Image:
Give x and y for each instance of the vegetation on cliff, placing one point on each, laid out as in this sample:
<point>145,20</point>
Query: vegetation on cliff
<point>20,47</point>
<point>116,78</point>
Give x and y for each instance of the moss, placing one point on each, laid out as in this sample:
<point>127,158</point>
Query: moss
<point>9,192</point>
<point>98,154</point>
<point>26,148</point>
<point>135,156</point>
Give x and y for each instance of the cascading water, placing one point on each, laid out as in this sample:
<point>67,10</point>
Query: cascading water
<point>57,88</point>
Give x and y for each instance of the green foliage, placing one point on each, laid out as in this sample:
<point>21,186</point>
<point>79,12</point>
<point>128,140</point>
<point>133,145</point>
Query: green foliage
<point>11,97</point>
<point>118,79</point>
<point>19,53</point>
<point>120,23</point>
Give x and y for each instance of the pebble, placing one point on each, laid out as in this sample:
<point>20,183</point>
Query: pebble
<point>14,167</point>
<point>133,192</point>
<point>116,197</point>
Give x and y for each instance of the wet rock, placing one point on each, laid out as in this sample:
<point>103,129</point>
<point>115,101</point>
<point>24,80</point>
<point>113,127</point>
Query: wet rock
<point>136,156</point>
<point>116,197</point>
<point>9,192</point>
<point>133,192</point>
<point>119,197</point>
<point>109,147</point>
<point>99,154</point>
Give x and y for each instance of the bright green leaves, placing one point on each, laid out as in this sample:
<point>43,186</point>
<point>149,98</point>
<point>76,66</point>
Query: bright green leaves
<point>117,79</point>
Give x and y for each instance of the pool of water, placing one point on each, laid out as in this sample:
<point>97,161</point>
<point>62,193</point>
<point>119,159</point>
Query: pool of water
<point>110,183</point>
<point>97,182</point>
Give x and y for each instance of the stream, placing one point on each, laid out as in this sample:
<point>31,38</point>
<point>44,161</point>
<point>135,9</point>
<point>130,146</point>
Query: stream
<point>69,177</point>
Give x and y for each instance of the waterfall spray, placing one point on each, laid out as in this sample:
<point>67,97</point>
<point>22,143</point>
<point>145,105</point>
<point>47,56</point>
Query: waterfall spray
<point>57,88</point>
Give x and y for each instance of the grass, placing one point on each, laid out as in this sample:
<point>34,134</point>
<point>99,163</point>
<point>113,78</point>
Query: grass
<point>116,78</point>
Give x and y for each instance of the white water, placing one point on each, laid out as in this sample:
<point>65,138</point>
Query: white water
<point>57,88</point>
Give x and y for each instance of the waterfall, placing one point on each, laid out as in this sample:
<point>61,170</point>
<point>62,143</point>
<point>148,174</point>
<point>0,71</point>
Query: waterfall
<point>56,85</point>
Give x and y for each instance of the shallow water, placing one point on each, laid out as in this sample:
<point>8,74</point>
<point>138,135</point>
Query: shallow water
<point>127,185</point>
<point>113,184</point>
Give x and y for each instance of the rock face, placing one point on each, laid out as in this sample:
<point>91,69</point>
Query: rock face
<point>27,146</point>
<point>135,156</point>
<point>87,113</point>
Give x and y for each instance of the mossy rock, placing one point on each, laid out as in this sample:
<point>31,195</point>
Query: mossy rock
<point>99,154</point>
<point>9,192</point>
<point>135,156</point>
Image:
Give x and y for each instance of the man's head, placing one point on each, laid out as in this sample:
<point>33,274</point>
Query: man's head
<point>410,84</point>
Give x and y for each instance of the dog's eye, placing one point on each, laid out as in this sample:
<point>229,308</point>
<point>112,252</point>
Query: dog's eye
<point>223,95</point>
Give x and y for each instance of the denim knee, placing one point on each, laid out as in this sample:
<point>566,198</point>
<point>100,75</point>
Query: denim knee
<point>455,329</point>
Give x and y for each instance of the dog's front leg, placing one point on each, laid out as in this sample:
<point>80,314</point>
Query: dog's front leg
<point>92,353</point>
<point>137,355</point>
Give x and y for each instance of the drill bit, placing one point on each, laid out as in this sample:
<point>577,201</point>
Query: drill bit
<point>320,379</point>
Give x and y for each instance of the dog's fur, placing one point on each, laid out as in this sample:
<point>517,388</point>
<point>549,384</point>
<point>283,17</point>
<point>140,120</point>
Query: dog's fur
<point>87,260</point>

=======

▶ **The problem**:
The lines to quote run from the one containing "Give x and y for each instance of the mossy" through the final line of the material above; please give them exactly, both ends included, and nothing else.

▶ **Exercise solution**:
Give x and y for each instance of the mossy rock, placing one point on each, laid out as in this sample:
<point>31,195</point>
Query: mossy rock
<point>99,154</point>
<point>9,192</point>
<point>135,156</point>
Image:
Give x and y for each instance of the man's head, placing one point on each, laid out as in this sample:
<point>33,274</point>
Query: man's head
<point>410,84</point>
Give x and y for each instance of the dog's eye, placing one point on each, laid out as in this sample:
<point>229,308</point>
<point>112,252</point>
Query: dog's eye
<point>223,95</point>
Give x and y for each instance of the denim knee, placing one point on each, laid out as in this sample:
<point>566,198</point>
<point>100,75</point>
Query: denim knee
<point>455,329</point>
Give x and y for each instance of the dog's front leg, placing one point on each, laid out as in this sample:
<point>80,314</point>
Query: dog's front leg
<point>92,353</point>
<point>137,355</point>
Give x and y for each instance of the drill bit, placing one point on each, laid out as in this sample:
<point>577,201</point>
Query: drill bit
<point>320,379</point>
Give x and y for each instance of the dog's fur, placing one point on each, laid out as in this sample:
<point>517,388</point>
<point>549,384</point>
<point>283,17</point>
<point>140,120</point>
Query: dog's fur
<point>87,260</point>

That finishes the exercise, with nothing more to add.